-- What this task involves --
Collect every line of the entries below that contains the string "wine". Case counts.

# # # # # # #

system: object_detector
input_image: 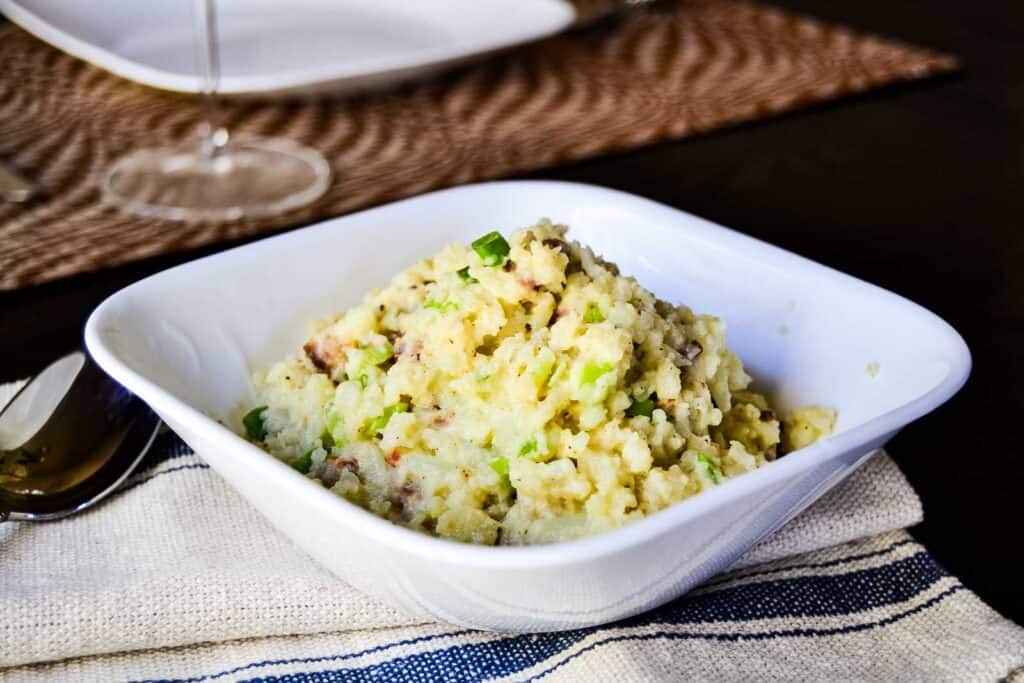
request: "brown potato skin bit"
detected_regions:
[302,334,345,375]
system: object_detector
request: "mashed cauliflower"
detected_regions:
[244,220,835,544]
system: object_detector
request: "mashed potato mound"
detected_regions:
[245,220,835,544]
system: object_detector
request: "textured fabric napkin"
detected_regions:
[0,387,1024,681]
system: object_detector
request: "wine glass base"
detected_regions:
[102,138,331,221]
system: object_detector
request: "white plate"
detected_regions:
[85,182,971,631]
[0,0,575,95]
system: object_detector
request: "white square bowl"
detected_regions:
[85,181,971,631]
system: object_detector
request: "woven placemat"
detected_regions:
[0,0,955,290]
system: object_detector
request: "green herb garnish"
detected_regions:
[362,400,409,436]
[519,438,538,457]
[697,453,721,484]
[490,458,509,477]
[423,299,459,313]
[472,230,512,266]
[362,342,394,366]
[242,405,266,441]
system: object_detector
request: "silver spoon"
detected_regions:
[0,351,160,522]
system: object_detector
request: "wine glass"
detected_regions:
[102,0,331,221]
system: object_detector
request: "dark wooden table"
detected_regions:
[0,0,1024,624]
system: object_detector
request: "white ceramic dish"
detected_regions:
[86,181,970,631]
[0,0,575,95]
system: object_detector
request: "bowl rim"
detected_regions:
[85,180,972,570]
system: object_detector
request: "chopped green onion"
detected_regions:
[292,446,316,474]
[362,400,409,436]
[423,299,459,313]
[242,405,266,441]
[580,362,614,384]
[583,305,604,323]
[362,342,394,366]
[472,230,512,266]
[490,458,509,477]
[626,397,654,418]
[697,453,721,484]
[519,438,538,456]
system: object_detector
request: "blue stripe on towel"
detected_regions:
[136,541,950,682]
[239,585,964,683]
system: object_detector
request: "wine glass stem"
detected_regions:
[193,0,228,158]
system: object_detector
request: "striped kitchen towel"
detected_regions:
[0,378,1024,683]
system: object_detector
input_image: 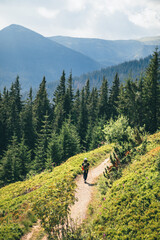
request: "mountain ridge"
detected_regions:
[0,25,101,91]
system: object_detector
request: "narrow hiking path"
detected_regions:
[21,158,110,240]
[71,158,110,225]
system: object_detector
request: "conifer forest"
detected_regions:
[0,49,160,187]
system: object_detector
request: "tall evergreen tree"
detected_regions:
[33,77,51,133]
[21,88,35,150]
[143,49,160,133]
[118,79,139,126]
[98,77,109,119]
[0,135,22,184]
[65,73,74,117]
[33,115,51,173]
[59,120,80,161]
[109,73,120,118]
[53,71,66,132]
[73,89,81,126]
[7,76,22,141]
[77,88,88,147]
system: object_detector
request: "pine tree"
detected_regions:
[59,120,80,161]
[0,135,22,184]
[33,115,51,173]
[21,88,35,151]
[33,77,51,133]
[7,76,22,141]
[73,89,80,126]
[46,131,63,170]
[53,71,66,132]
[143,49,160,133]
[98,77,109,119]
[0,88,11,155]
[118,79,138,126]
[109,73,120,119]
[64,73,74,118]
[77,88,88,147]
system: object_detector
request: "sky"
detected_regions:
[0,0,160,40]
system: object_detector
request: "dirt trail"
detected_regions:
[71,159,110,224]
[21,158,110,240]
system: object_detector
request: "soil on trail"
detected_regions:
[21,158,110,240]
[71,158,110,224]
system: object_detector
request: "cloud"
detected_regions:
[0,0,160,39]
[37,7,59,18]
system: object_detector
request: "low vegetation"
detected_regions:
[83,132,160,240]
[0,145,112,240]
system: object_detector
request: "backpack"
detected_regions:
[82,163,89,171]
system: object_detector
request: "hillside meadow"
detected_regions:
[0,145,112,240]
[83,132,160,240]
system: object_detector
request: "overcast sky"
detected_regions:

# # # # # # #

-- Full answer --
request: "wine glass base"
request: "wine glass"
request: "wine glass stem"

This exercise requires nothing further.